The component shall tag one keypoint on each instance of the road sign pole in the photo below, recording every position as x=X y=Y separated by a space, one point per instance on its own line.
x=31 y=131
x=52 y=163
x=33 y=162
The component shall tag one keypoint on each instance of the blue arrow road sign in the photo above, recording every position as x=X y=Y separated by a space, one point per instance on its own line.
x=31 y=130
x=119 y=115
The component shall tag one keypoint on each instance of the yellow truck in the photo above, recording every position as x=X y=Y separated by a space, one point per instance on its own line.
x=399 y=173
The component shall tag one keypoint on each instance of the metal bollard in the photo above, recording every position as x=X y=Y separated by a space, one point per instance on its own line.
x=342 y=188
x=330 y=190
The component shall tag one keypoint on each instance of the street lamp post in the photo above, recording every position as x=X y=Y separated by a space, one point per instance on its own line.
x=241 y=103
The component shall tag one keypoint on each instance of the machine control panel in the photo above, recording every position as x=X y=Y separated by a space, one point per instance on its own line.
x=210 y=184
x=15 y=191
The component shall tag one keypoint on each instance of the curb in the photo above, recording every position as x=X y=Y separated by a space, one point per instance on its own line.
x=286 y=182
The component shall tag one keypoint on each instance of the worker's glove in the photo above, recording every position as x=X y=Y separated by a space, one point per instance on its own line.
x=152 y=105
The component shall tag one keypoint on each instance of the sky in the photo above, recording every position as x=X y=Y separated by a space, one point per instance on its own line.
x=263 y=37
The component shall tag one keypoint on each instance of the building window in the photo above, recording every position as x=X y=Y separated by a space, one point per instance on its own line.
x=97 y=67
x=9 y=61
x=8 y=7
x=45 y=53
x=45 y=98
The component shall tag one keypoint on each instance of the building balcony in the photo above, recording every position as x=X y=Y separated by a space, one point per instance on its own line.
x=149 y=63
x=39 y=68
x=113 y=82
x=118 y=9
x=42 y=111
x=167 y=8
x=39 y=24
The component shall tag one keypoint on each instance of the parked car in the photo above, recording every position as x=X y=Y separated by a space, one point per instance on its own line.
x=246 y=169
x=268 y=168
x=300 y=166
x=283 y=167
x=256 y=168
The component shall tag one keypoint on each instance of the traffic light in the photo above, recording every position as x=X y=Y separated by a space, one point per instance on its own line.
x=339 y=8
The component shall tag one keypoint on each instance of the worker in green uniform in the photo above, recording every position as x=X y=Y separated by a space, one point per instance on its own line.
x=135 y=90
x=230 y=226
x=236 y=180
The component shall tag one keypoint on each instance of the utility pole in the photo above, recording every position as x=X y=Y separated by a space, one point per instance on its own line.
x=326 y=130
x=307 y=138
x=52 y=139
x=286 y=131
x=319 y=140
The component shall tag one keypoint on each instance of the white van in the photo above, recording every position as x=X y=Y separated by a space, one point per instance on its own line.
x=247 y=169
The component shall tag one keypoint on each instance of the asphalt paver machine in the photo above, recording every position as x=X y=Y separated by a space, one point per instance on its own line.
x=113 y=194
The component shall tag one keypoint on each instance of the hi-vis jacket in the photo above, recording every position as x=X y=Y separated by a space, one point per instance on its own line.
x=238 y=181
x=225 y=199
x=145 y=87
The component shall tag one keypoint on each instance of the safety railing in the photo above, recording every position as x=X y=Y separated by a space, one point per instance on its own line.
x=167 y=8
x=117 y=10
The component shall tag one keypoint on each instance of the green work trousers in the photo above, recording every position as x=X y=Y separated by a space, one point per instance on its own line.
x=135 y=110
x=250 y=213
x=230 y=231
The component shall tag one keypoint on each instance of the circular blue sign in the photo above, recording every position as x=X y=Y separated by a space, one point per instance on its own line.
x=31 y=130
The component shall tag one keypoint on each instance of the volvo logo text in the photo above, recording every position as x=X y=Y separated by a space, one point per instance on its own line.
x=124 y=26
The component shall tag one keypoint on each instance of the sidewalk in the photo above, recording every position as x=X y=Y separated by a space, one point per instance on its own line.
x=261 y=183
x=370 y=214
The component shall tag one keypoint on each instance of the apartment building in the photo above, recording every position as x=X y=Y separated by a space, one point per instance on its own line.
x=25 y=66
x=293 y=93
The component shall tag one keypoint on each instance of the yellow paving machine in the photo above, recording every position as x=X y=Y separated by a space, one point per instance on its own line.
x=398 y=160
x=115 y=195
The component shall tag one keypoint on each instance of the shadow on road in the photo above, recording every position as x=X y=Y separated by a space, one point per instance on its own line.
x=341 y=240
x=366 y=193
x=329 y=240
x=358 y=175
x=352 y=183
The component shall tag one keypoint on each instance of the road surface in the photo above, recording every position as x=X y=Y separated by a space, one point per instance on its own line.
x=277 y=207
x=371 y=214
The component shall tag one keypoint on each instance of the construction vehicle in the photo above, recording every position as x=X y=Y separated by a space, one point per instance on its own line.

═══

■ Exercise requirements:
Set all of the data down again exactly.

■ Exercise answer:
The component shall tag one keypoint on each instance of the road sign pole in the photo below, recording every position as x=X y=Y separated by a space, one point per instance on its own line.
x=31 y=131
x=52 y=163
x=33 y=162
The component shall tag one keypoint on each instance of the blue arrow road sign in the photo above, recording every position as x=X y=Y separated by a space, one point per instance on its own line.
x=31 y=130
x=119 y=115
The component shall tag one keypoint on each instance of the yellow truck in the photo above, recording every position as x=X y=Y separated by a space, one point per instance on its own line.
x=399 y=173
The component shall tag one keypoint on each instance of the metal bollard in the photo above, recording every position as x=X y=Y separated by a space, one point per instance on its own line.
x=342 y=188
x=330 y=190
The component shall tag one keypoint on each instance of the street lamp post in the photo above, recording every position as x=X y=Y separated by a space, one point per instance on its own line.
x=241 y=103
The component shall tag one keypoint on each instance of the machine control panel in the photo above, recording every position as x=X y=Y separated by a space, one point per instance on its own line.
x=210 y=184
x=15 y=191
The component shall tag one keypoint on each instance of the curb in the photo above, recording every position as x=X y=Y separated by a space, one point per instance on its own line.
x=286 y=182
The component shall tag one keypoint on each instance of the worker's glove in the photo above, recording every position as x=X y=Y separated by a space, one point per instance on its own line.
x=152 y=105
The component shall tag one keypoint on each instance of the sky in the photo above, recording every position as x=X y=Y separated by a space, one point per instance on its own line.
x=263 y=37
The component shall tag one keypoint on each instance of the building window in the photo above, recording every position as x=X y=Y separated by a space, one point per instance on its own line.
x=97 y=67
x=9 y=61
x=8 y=7
x=45 y=53
x=45 y=98
The component shall tag one keypoint on each instance of the building balcony in the photo above, recording every position as x=X y=Y separated by a space, one point per instance on its own line.
x=149 y=63
x=39 y=68
x=113 y=82
x=118 y=9
x=42 y=111
x=167 y=8
x=39 y=24
The component shall tag one keypoint on each instance of the parked car in the photo above, recording every position as x=X y=Y separated by a space, one point per instance on its own line.
x=246 y=169
x=268 y=168
x=300 y=166
x=283 y=167
x=256 y=168
The component shall tag one keypoint on each instance of the traffic light in the photo above, recording every position as x=X y=Y separated by a space, one point per instance on its own line.
x=339 y=8
The component shall tag one keypoint on each instance of the worker in green uniform in the photo above, recording every position as x=X y=Y separated by a space, one point per instance on its own line.
x=135 y=90
x=230 y=226
x=236 y=180
The component shall tag one keypoint on each instance of the utility pole in the photo above, recording every position as x=X y=Y separated by a space, one point per instance on its own line.
x=326 y=130
x=307 y=138
x=52 y=139
x=286 y=131
x=319 y=140
The component shall tag one keypoint on each instance of the white van in the photo above, recording every position as x=X y=Y separated by a space, one point per instance on its own line.
x=247 y=169
The component shall tag one keypoint on each instance of the asphalt paver machine in the photo above, recording every position as x=X y=Y separated by a space, one point per instance on its own line.
x=113 y=194
The component shall tag one keypoint on each instance of the hi-vis jacket in the photo above, recording every position as x=X y=Y separated by a space, one point per instance on its own line.
x=238 y=181
x=225 y=199
x=145 y=87
The component shall tag one keypoint on each instance of the safety railing in the photo above, recording every position as x=X y=Y separated by a space, one point per instance on its own line.
x=167 y=8
x=117 y=10
The component shall tag one keypoint on each instance of the green work trousers in the photo above, recording every position as x=X y=Y separated by a space, one point per instance on its own line.
x=135 y=110
x=250 y=213
x=230 y=231
The component shall tag one keypoint on each instance of the circular blue sign in the photo above, recording every position as x=X y=Y separated by a space, one point per instance on its own line.
x=31 y=130
The component shall tag one keypoint on each instance of the volvo logo text in the photo above, recording every position as x=X y=Y separated by a space, one point per instance on its own line.
x=124 y=26
The component shall tag one keypoint on each instance of the sidewalk in the photo above, recording every position as x=X y=Y separated by a space, one point per instance on its own line.
x=261 y=183
x=370 y=214
The component shall tag one keypoint on each instance of the apartment building in the photo above, recording every position as x=X y=Y separated by a space, one point per instance on its own line.
x=25 y=66
x=293 y=93
The component shall tag one keypoint on each instance of the yellow paving machine in the photo above, recording every position as x=X y=Y separated by a space, one point per instance on its own line.
x=398 y=160
x=115 y=195
The component shall tag one keypoint on each instance of the shadow on road in the photo above, recording every position as x=X y=Y separated by a space, one point per instance on its own line.
x=341 y=240
x=366 y=193
x=329 y=240
x=358 y=175
x=352 y=183
The component shall tag one keypoint on each instance of the road surface in the photo above, recording every position as x=X y=Y separated by a space, one point per instance on its own line.
x=277 y=207
x=371 y=214
The component shall tag one keypoint on each instance of the construction vehicle in the photo above, recording every position as x=X y=Y separated by a space, one point per instance on its own line.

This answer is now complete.